What is needed:
Return every line of the entries that contains the string "sofa". Case counts.
[Start]
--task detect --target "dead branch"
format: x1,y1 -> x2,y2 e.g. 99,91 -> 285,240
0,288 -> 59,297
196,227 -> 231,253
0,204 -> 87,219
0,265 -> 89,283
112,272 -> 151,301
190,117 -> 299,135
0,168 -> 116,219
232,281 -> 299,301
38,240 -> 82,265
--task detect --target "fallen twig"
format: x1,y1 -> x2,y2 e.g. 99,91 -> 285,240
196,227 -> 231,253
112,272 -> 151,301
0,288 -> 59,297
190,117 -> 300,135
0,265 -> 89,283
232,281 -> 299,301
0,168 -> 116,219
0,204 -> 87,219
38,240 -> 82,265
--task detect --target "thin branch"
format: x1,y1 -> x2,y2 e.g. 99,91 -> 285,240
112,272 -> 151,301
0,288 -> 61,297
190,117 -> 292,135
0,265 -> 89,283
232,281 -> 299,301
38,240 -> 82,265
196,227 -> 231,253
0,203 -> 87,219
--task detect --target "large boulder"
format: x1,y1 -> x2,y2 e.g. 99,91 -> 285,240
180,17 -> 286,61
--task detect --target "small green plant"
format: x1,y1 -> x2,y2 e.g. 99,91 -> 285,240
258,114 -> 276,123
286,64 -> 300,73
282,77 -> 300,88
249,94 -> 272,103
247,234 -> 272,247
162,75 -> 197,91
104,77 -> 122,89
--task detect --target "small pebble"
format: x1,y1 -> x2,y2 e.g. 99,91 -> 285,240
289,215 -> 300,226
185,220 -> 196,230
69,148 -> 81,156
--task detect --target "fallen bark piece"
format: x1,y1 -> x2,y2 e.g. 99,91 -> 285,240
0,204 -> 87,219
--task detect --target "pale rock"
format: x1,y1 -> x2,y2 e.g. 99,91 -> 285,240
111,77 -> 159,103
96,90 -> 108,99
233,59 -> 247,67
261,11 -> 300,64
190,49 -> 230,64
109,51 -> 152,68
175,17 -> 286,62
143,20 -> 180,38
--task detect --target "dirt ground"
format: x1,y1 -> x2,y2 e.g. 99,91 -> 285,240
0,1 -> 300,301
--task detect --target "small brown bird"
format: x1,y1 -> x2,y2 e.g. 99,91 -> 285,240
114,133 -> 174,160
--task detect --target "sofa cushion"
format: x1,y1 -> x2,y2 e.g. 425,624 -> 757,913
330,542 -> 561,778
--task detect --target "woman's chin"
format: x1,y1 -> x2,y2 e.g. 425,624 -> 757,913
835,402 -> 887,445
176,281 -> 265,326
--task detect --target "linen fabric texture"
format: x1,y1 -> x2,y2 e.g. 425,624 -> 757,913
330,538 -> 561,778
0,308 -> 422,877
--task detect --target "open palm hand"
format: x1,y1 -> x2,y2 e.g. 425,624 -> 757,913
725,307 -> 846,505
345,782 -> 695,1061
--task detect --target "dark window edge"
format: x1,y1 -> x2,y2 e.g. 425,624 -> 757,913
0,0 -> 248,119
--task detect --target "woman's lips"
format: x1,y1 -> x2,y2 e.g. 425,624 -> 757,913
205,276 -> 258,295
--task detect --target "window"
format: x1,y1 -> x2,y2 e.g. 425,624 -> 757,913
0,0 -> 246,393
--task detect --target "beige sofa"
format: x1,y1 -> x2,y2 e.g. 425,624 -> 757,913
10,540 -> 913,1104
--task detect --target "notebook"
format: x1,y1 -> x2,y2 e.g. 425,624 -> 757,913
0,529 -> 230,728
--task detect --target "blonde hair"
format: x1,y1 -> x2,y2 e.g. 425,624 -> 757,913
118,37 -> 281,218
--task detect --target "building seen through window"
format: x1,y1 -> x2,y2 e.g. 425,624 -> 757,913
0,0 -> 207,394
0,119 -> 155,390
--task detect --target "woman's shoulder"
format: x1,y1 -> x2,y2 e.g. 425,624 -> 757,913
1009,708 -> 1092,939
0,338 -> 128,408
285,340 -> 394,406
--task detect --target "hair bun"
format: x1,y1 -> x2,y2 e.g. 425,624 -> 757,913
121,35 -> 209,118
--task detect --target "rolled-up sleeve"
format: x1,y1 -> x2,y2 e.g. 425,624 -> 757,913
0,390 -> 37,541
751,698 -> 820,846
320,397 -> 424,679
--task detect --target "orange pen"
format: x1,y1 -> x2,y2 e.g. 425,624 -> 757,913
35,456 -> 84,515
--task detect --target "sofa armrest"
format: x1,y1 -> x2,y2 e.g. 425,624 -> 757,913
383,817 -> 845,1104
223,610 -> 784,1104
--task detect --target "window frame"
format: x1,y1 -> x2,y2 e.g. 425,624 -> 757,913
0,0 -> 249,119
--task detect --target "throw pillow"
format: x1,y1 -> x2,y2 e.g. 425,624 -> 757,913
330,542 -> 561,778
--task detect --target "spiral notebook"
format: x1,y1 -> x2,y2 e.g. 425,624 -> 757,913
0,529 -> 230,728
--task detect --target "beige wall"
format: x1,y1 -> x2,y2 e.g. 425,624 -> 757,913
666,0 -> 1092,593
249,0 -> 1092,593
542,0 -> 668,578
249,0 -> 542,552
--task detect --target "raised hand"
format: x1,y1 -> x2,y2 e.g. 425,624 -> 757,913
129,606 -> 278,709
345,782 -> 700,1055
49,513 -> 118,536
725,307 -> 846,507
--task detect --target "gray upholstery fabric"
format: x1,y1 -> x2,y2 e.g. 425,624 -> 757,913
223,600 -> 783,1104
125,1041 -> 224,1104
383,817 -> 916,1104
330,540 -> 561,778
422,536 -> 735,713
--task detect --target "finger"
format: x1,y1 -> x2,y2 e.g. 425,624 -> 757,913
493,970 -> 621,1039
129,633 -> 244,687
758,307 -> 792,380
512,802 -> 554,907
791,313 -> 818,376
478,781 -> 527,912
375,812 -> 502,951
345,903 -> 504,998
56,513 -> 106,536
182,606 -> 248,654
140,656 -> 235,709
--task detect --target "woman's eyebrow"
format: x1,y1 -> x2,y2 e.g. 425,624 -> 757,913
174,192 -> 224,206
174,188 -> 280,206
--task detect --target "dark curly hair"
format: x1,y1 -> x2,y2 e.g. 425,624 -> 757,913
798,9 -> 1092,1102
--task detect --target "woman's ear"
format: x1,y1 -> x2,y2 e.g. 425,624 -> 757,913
[End]
[Start]
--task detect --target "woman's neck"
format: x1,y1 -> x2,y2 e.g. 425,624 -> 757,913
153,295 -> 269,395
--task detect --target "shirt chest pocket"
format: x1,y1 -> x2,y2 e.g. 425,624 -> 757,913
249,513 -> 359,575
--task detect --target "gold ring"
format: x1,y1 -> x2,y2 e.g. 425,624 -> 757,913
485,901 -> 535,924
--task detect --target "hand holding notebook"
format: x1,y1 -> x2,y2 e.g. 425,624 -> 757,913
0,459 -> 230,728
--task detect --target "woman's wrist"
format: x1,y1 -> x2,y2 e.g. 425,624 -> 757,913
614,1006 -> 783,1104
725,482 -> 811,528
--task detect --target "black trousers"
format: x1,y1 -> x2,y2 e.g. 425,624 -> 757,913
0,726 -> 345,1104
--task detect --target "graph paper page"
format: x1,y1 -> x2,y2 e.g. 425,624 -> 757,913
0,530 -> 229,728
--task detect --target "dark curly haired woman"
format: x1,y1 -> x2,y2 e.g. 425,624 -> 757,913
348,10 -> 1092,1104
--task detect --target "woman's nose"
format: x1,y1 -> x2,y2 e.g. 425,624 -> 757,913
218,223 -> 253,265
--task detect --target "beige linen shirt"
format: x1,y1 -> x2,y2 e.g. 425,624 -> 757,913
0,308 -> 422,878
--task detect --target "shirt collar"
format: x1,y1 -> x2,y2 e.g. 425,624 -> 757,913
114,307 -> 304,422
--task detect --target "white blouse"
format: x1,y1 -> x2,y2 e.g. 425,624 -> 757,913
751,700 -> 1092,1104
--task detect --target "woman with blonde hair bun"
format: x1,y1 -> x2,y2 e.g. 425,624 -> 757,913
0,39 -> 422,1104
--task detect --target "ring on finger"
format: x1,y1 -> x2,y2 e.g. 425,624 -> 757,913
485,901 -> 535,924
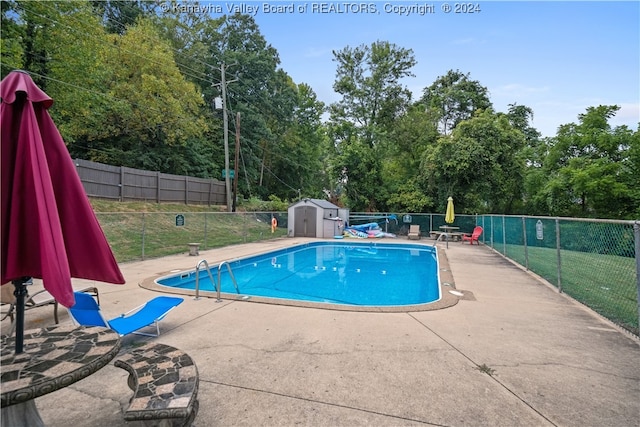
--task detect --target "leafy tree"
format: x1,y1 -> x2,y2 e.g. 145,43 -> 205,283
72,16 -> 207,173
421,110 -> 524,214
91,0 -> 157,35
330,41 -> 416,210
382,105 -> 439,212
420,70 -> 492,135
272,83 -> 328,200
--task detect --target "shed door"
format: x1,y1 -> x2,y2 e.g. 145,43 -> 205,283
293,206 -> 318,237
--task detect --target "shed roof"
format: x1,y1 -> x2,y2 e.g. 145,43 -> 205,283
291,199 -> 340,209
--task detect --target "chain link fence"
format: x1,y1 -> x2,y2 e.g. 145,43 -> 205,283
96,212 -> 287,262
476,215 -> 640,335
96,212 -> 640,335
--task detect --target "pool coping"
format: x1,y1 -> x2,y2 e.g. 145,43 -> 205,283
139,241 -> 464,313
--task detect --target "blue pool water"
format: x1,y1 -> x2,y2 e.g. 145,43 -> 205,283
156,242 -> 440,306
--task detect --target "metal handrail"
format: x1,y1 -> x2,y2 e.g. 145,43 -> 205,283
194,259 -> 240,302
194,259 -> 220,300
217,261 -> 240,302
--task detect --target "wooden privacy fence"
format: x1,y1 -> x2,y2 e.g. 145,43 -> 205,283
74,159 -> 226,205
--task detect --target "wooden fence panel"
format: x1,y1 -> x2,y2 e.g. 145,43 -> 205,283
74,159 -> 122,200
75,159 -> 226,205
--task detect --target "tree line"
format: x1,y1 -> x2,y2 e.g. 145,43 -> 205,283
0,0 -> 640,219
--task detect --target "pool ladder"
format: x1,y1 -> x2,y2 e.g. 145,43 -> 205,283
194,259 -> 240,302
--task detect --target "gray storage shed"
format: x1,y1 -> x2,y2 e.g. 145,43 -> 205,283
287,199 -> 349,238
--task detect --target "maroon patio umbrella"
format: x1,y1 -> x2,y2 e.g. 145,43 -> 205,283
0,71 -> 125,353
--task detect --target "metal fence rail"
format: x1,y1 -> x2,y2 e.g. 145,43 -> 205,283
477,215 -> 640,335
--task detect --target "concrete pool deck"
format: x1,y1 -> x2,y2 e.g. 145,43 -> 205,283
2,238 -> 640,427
[End]
Response to the task:
--task detect --target "sofa cushion"
--task detect --target "beige sofa"
--task detect --target "sofa armrest"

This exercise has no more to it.